Vorgegebener Text:
· · · · · · ·

Hier hätte man sich ein ähnlich freies System wie etwa „Magus“ gewünscht, was wenig Grenzen setzt und dem Spieler und Spielleiter Freiheiten lässt. Beschwörungen sind so schwer spielbar, ohne die eigene Runde zeitlich lange aufzuhalten. Vermutlich ist dies leider aber auch vielen regelversessenen „DSA“-Spielern geschuldet, die für wirklich jede Situation eine genaue Regel wünschen. Um das Ganze wohl etwas abzumindern und auch wieder spielbarer zu machen, werden für Essenzbeschwörungen Formeln – die so genannten Matrizen – als über die Zeit der Jahrhunderte eingespielte und bekannte Beschwörungen eingeführt, die deutlich leichter zu zaubern sind (und damit im Wesentlichen die Spruchzauberei wieder einführen beziehungsweise dieser stark ähneln, dabei aber gefühlt schwächere Wirkung erbringen, jedoch mehr Astralkraft verbrauchen). Für die Wesensbeschwörungen (einen Elementar, Dämon oder ein Totenwesen direkt herbeirufen) muss man allerdings wieder mit dem Regelmammut kämpfen. So gut und schön die Ideen und Möglichkeiten auch sind, die Ausführung ist aus Sicht des Rezensenten zu kompliziert und zeitlich zu lang.

· · · · · · ·

Daten:
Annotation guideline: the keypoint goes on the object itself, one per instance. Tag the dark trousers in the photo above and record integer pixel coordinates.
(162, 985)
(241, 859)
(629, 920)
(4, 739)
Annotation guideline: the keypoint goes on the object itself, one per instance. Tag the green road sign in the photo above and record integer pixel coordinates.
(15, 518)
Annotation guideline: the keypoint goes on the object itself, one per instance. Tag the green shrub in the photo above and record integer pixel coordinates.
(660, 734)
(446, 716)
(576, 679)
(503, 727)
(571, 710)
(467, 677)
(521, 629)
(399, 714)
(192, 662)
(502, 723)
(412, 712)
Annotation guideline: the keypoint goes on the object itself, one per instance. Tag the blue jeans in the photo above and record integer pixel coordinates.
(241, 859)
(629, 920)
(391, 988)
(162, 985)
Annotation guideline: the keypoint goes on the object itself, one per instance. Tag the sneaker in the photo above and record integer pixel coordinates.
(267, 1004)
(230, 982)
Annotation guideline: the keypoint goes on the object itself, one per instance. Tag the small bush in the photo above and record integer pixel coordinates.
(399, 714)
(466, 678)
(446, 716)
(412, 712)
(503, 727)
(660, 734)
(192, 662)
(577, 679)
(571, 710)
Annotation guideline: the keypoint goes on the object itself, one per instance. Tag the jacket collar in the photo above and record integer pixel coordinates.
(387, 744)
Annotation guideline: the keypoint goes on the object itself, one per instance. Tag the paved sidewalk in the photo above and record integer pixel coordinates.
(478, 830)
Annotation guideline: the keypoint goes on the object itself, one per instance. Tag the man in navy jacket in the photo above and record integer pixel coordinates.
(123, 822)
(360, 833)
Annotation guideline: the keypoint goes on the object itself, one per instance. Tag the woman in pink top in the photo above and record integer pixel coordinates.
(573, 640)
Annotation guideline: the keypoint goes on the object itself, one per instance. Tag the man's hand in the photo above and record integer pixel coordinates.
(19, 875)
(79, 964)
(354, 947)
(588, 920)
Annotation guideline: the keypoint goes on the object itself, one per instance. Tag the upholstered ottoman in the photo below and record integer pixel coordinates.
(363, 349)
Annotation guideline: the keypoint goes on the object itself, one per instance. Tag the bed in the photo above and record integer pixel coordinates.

· · · · · · ·

Aufgabenliste:
• A. Welche Bezeichnung erhalten im Text über die Beschwörungsregeln die Formeln für Essenzbeschwörungen?
• B. Nennen Sie jede Zeile der Einträge, in der die Zeichenfolge „jacket“ vorkommt.
Der Text und die Einträge haben inhaltlich nichts miteinander zu tun.

Antworten zu Aufgaben:
• A. Sie heißen Matrizen.

• B.
Annotation guideline: the keypoint goes on the object itself, one per instance. Tag the jacket collar in the photo above and record integer pixel coordinates.
Annotation guideline: the keypoint goes on the object itself, one per instance. Tag the man in navy jacket in the photo above and record integer pixel coordinates.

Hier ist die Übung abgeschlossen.